■ Stated goal ■
From the line that holds "of the large" to the last line of the data, copy everything exactly; leave out all the rest.

--- START OF Data shown ---

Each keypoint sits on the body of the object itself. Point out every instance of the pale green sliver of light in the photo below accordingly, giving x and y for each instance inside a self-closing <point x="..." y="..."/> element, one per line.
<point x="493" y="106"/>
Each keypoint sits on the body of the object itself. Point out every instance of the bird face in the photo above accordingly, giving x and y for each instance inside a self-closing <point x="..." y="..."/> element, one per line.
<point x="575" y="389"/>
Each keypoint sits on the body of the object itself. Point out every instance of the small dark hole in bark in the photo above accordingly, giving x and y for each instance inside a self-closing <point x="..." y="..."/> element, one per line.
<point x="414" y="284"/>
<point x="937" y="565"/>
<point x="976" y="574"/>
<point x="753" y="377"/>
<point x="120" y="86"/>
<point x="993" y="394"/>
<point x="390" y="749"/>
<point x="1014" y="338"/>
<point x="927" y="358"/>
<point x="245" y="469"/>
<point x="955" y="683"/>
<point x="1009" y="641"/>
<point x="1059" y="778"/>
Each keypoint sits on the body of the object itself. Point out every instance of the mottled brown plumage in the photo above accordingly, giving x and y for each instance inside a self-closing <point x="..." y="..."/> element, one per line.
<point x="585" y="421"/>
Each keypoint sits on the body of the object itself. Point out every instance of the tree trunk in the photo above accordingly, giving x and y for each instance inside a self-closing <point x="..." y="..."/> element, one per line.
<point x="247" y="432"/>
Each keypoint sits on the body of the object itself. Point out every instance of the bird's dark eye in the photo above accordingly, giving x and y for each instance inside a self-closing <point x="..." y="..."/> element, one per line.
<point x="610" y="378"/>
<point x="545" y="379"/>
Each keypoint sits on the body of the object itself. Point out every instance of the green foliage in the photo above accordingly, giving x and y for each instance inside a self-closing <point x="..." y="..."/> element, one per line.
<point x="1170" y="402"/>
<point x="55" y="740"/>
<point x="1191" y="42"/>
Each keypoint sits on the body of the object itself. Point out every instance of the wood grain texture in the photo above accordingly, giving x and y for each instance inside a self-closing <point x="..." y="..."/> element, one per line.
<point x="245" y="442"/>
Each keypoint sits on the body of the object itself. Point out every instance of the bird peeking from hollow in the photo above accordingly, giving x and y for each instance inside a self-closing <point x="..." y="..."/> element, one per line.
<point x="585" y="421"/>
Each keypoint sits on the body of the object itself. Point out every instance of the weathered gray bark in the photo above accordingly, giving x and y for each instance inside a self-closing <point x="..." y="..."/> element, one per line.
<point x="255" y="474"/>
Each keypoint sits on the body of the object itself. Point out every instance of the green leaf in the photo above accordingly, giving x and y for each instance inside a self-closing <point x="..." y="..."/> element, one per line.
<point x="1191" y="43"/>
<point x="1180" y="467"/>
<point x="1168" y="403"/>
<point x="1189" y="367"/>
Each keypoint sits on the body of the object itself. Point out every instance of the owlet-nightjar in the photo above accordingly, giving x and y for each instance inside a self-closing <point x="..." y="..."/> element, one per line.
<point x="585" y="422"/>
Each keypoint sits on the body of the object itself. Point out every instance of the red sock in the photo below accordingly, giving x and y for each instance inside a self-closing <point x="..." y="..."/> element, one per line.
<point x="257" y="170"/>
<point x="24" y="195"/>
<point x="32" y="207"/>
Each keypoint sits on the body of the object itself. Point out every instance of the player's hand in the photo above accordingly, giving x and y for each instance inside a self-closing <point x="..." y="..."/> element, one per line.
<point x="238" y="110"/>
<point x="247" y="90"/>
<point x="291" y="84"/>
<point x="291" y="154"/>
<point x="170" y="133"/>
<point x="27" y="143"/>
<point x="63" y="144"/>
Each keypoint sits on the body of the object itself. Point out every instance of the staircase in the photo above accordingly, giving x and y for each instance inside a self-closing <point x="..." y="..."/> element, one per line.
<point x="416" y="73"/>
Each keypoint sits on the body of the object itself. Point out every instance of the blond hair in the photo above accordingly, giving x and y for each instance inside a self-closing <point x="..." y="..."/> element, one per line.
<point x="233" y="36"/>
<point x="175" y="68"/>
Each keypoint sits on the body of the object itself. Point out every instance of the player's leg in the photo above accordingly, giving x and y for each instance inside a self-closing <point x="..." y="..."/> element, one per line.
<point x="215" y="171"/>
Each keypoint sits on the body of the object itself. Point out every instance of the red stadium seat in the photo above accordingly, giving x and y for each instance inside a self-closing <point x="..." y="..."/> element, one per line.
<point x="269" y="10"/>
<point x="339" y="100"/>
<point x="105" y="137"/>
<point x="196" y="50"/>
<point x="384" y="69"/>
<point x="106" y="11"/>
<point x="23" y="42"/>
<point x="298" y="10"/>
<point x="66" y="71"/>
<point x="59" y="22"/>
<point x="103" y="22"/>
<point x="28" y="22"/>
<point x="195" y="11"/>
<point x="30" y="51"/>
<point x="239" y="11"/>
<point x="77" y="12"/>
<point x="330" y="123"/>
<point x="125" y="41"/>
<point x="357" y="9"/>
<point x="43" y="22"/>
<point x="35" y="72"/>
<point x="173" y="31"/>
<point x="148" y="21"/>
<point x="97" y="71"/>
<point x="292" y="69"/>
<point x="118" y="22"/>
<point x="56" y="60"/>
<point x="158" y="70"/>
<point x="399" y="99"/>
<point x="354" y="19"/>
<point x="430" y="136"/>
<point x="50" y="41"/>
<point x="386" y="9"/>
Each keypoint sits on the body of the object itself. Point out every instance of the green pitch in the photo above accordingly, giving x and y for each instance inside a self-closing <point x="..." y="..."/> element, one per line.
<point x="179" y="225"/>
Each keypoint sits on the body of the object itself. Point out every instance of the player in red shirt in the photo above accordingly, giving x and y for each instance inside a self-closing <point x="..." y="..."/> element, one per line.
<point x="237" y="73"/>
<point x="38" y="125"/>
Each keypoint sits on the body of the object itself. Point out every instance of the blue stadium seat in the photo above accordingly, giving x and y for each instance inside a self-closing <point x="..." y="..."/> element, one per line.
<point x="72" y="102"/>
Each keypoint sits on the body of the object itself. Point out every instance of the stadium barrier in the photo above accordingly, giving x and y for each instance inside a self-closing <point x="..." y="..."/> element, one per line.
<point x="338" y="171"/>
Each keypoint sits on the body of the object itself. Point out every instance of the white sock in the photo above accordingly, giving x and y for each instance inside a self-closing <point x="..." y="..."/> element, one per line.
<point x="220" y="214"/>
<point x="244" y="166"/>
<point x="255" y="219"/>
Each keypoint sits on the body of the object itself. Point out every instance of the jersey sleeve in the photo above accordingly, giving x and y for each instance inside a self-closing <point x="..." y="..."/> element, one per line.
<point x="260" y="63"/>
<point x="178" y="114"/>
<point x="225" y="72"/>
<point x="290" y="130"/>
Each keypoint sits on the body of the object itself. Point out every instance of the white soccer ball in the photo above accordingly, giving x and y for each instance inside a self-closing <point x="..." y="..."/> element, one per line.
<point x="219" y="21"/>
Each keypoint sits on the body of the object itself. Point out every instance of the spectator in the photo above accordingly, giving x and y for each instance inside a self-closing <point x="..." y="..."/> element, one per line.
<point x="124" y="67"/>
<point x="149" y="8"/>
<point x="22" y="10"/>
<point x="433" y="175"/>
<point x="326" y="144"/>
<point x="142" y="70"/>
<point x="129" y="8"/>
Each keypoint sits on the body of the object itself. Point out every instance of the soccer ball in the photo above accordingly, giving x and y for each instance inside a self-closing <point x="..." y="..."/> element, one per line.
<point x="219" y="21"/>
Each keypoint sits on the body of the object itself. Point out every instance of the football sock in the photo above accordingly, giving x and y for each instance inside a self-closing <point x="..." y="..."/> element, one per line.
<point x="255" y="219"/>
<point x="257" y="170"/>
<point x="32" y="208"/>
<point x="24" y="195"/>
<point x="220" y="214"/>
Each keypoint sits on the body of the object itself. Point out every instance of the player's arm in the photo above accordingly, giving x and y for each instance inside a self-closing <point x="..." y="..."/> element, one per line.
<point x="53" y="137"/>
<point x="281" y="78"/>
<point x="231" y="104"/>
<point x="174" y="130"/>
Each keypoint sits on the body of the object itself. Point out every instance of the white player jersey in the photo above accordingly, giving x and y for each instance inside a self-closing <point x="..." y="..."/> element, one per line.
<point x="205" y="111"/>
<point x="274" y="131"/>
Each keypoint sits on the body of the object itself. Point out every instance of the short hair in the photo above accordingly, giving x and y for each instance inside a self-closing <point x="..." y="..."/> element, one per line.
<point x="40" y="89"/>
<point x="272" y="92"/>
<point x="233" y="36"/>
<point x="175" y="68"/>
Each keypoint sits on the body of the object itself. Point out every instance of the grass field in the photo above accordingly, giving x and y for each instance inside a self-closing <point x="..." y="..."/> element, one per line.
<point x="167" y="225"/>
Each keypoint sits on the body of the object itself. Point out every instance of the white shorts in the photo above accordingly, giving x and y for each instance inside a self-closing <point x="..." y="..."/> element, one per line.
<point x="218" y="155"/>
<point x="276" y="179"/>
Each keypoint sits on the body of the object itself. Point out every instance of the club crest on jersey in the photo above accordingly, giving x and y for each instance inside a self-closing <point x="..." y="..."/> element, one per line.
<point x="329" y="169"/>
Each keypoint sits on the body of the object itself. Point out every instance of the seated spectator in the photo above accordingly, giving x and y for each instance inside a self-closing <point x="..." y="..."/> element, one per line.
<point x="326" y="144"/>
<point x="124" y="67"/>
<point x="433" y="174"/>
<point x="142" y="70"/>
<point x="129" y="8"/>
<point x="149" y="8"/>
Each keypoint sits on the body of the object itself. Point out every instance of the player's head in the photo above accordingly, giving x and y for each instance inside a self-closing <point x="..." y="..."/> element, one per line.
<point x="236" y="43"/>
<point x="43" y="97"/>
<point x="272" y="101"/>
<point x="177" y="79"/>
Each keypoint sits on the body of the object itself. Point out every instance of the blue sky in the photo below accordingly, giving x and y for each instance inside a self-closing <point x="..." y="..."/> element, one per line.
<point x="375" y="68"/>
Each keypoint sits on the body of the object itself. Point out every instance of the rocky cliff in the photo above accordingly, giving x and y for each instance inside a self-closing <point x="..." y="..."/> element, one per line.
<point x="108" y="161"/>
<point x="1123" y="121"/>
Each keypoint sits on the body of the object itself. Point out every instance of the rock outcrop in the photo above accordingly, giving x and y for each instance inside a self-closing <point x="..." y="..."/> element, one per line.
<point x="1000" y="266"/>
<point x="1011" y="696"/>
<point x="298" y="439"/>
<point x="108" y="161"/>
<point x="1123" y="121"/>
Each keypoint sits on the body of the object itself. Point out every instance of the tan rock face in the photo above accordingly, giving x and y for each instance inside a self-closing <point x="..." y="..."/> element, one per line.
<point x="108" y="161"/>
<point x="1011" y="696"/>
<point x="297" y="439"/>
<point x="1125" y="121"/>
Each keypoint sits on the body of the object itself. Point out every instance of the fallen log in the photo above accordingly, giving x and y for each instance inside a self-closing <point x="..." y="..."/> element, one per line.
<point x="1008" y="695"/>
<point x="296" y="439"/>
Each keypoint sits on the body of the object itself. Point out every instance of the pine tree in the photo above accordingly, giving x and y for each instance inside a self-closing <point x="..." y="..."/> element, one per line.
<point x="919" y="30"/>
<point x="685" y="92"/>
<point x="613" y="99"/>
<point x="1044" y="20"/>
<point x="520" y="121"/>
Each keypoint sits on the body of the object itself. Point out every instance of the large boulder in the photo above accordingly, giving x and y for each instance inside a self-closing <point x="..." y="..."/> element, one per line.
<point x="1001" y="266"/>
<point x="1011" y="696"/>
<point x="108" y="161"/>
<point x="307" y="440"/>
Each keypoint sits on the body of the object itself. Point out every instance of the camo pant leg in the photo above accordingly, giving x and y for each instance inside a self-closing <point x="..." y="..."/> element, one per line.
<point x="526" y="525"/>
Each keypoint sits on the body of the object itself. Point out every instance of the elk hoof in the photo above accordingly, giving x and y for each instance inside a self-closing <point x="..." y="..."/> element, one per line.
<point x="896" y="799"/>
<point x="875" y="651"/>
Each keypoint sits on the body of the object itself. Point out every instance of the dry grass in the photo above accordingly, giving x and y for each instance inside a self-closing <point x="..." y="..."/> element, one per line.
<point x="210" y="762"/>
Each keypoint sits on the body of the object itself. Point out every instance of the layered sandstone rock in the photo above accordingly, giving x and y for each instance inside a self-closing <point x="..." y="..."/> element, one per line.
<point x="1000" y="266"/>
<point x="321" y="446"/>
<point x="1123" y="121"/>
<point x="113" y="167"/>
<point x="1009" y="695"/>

--- END OF Data shown ---

■ Task answer ■
Each keypoint sits on the body of the object itself. Point out every instance of the large boulder in the photo above accordingly, giving x and y for each instance inside a self-closing <point x="..." y="..."/> element, one per line.
<point x="1001" y="266"/>
<point x="1011" y="696"/>
<point x="108" y="161"/>
<point x="307" y="440"/>
Each keypoint sits on the body of the object itself. Point out every instance of the camo pant leg in the photo above accordingly, giving x and y for each instance inside a self-closing <point x="..." y="..."/> element, one per line.
<point x="526" y="525"/>
Each keypoint sits on the body of the object itself. Point out every instance of the elk hoof in the photo above accordingly, giving x and y for each instance inside a self-closing <point x="..." y="..."/> element, one per line.
<point x="896" y="799"/>
<point x="875" y="651"/>
Each keypoint sits on the body of the object itself. Point out every instance of the dry grass in the photo above accordingly, giving x and y for each instance inside a self-closing <point x="..." y="..."/> element, one per line.
<point x="210" y="762"/>
Each keypoint sits on the body of the object itself. Point out every instance of the layered sandstone rock in the photo above accordingly, giving x and y for each instance inside a self-closing <point x="..." y="..."/> element, one per line.
<point x="1000" y="266"/>
<point x="321" y="446"/>
<point x="1123" y="121"/>
<point x="113" y="167"/>
<point x="1009" y="695"/>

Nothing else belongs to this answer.